Goal of the exercise: Copy out the items from the start through the line that contains "215L348 225L351 255L368", including that line.

[Records shown start]

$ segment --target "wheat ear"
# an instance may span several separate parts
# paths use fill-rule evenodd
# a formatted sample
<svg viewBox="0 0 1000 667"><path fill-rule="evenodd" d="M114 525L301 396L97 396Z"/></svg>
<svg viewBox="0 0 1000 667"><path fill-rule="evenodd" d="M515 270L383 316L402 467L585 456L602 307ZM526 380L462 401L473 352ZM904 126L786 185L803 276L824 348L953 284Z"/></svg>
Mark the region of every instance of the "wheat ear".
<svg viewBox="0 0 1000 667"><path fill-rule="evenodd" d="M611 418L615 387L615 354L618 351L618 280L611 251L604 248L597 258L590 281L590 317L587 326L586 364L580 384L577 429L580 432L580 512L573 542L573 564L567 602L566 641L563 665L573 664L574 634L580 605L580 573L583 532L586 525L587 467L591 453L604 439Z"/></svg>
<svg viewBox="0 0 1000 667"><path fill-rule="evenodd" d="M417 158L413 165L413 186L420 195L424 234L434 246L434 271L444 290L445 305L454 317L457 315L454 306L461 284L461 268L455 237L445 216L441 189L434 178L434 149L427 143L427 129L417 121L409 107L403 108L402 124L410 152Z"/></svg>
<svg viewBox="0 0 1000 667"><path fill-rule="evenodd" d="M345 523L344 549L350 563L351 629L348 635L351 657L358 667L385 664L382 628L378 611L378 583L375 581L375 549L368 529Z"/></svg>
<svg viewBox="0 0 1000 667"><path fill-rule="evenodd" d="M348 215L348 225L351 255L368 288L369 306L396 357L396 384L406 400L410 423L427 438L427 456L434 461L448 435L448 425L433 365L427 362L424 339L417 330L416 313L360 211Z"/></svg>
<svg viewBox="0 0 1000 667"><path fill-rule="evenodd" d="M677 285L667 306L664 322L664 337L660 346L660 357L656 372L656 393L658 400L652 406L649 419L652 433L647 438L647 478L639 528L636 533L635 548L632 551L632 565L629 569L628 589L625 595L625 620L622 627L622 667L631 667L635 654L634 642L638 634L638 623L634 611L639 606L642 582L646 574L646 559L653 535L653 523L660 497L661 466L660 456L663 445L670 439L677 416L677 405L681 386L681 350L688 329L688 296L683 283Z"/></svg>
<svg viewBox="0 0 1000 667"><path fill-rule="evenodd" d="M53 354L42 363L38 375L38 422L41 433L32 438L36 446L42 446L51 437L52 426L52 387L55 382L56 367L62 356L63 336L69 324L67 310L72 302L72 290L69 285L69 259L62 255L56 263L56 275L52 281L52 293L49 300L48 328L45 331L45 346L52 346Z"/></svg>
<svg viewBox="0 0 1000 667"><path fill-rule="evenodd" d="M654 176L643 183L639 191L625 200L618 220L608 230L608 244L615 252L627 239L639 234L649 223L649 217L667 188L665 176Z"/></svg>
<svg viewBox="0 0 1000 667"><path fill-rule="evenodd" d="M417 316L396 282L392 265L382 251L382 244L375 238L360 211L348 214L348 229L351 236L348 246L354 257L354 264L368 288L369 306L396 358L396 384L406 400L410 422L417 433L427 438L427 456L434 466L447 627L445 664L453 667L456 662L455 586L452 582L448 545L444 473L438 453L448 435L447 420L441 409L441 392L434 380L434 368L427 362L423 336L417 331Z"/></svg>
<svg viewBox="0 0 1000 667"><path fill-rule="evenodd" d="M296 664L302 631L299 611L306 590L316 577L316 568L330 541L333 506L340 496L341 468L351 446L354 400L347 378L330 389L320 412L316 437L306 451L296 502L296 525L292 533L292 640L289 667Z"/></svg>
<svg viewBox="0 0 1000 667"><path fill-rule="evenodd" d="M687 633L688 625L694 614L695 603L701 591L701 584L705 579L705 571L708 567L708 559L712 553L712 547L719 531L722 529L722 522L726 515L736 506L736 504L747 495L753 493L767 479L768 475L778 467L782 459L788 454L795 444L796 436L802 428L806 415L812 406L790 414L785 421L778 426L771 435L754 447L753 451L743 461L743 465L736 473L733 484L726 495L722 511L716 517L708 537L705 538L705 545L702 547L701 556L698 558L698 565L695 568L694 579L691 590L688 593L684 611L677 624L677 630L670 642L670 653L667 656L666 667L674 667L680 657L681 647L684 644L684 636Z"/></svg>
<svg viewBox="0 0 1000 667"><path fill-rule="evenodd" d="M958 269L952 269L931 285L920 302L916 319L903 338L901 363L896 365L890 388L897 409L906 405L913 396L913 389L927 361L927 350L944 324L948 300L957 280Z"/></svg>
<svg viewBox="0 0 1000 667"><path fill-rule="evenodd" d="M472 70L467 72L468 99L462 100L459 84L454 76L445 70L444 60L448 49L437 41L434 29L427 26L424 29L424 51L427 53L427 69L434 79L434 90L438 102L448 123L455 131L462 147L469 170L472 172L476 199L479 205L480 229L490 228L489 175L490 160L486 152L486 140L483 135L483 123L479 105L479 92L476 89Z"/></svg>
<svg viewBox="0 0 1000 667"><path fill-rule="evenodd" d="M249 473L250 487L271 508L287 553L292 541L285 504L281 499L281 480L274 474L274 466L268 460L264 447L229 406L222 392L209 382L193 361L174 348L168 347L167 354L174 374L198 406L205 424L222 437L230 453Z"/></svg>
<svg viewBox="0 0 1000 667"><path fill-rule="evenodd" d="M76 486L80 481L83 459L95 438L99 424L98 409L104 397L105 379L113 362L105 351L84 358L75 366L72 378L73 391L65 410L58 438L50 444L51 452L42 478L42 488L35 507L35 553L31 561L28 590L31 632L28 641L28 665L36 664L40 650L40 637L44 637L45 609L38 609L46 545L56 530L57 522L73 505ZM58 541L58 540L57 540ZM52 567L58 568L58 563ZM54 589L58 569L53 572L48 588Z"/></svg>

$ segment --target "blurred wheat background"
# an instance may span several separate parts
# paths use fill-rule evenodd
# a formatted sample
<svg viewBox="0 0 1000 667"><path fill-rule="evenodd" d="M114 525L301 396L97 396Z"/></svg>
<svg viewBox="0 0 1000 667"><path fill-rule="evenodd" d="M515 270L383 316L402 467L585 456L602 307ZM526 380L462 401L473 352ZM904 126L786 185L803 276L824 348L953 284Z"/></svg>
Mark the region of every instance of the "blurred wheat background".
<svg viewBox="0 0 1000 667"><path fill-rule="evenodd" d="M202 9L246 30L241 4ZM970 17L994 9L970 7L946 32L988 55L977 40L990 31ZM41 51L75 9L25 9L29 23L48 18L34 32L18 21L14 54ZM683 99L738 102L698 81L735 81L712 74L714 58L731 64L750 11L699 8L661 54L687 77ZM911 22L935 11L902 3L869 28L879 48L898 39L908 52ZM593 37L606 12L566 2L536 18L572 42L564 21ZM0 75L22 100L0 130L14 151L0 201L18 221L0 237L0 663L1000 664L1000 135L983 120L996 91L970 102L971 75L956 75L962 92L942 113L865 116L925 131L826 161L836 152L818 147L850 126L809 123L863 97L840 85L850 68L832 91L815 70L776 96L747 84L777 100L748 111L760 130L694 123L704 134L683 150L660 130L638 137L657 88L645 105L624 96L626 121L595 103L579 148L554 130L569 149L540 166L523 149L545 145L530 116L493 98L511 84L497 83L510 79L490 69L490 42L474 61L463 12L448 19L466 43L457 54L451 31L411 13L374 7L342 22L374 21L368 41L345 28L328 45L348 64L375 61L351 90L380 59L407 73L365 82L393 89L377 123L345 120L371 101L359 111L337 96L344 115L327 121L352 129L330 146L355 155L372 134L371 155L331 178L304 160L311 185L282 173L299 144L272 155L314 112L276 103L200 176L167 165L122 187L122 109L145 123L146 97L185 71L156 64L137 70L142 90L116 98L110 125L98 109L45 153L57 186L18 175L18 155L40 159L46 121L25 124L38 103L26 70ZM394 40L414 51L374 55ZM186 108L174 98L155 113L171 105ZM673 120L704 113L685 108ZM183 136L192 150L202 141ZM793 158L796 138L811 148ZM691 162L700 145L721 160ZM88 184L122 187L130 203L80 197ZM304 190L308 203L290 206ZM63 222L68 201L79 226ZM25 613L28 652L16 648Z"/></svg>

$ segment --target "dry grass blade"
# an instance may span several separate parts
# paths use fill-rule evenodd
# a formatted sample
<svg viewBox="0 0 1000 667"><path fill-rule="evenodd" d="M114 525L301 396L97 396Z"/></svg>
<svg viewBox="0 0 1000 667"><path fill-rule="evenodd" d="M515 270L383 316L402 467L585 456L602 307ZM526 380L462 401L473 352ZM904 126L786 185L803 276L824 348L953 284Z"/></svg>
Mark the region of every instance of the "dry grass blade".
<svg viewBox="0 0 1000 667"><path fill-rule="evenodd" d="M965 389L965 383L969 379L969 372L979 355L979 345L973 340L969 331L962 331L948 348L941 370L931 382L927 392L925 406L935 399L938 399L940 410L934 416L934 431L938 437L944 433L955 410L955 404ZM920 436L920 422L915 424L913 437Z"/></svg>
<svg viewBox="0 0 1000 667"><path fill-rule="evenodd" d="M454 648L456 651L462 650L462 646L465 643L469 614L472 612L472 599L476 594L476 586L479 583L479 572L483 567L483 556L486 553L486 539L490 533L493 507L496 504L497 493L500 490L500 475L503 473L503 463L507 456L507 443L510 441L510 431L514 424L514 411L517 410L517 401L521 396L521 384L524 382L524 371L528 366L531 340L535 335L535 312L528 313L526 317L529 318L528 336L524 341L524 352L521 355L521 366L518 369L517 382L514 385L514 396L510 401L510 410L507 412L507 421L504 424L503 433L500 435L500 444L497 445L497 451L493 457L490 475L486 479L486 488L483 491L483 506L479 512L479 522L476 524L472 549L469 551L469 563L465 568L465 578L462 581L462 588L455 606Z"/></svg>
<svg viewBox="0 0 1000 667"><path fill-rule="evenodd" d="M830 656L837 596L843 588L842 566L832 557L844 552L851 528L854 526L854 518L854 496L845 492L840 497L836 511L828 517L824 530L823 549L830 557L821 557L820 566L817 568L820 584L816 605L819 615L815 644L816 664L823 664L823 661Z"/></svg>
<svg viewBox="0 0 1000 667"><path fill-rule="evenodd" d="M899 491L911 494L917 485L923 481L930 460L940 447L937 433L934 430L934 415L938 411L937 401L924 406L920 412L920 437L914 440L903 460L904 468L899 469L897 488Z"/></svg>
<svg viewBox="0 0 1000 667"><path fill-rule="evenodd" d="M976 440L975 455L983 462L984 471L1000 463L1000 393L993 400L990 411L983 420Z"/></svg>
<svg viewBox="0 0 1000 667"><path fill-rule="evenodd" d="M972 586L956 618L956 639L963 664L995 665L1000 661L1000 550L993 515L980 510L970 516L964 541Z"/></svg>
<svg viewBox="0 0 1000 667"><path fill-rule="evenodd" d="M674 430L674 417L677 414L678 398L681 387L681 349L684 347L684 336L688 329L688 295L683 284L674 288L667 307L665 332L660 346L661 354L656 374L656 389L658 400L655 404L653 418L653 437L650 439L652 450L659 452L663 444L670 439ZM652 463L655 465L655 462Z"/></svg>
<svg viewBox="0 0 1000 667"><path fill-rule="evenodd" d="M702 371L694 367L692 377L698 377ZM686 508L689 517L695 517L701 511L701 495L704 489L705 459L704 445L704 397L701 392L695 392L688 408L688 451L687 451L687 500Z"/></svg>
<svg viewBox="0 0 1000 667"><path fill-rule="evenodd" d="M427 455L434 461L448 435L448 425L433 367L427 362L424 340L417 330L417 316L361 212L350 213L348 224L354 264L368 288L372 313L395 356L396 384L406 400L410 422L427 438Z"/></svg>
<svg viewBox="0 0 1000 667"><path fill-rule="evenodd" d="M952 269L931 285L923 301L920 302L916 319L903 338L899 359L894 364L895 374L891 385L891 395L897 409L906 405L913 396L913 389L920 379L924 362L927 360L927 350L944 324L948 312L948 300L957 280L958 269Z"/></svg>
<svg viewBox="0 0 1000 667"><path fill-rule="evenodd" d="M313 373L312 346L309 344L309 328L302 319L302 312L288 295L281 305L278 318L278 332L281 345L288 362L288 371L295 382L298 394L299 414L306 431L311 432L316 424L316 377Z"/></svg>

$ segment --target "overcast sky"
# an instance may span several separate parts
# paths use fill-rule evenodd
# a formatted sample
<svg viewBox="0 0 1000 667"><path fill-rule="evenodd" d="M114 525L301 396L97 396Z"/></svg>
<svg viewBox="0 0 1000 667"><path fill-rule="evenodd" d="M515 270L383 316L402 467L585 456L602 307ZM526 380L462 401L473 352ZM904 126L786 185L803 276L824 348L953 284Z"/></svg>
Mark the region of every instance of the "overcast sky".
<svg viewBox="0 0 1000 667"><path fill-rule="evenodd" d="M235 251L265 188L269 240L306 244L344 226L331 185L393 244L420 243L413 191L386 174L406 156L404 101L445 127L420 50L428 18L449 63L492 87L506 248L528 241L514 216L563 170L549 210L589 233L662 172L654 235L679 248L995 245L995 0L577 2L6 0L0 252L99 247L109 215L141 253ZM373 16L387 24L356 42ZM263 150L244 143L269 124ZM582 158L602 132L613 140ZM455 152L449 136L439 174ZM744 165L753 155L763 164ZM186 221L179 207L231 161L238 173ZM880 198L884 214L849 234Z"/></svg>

[Records shown end]

Task result:
$ segment --target "wheat ear"
# an instance may span several separate parts
# paths use fill-rule evenodd
# a formatted sample
<svg viewBox="0 0 1000 667"><path fill-rule="evenodd" d="M114 525L301 396L97 396Z"/></svg>
<svg viewBox="0 0 1000 667"><path fill-rule="evenodd" d="M515 270L383 316L402 467L585 456L602 307ZM526 380L462 401L473 352ZM904 126L786 185L803 276L824 348L953 284Z"/></svg>
Mark the region of every instance of the "wheat ear".
<svg viewBox="0 0 1000 667"><path fill-rule="evenodd" d="M611 418L615 387L615 354L618 351L618 280L611 251L604 248L597 258L590 281L590 317L587 326L586 364L580 384L577 429L580 432L580 512L573 542L573 564L567 602L566 641L563 665L573 664L574 634L580 605L580 573L583 532L586 525L587 467L591 453L604 439Z"/></svg>
<svg viewBox="0 0 1000 667"><path fill-rule="evenodd" d="M417 158L413 165L413 186L420 195L424 234L434 246L434 271L444 290L445 305L454 317L457 315L454 306L461 284L461 268L455 237L445 216L441 189L434 178L434 149L427 143L427 129L417 121L409 107L403 108L402 124L410 152Z"/></svg>
<svg viewBox="0 0 1000 667"><path fill-rule="evenodd" d="M345 523L344 549L350 563L351 629L348 635L351 657L358 667L385 664L382 628L378 611L378 583L375 581L375 549L368 529Z"/></svg>
<svg viewBox="0 0 1000 667"><path fill-rule="evenodd" d="M348 215L348 225L351 255L368 288L369 306L396 357L396 384L406 400L410 423L427 438L427 456L434 461L448 435L448 425L433 365L427 362L424 339L417 330L416 313L360 211Z"/></svg>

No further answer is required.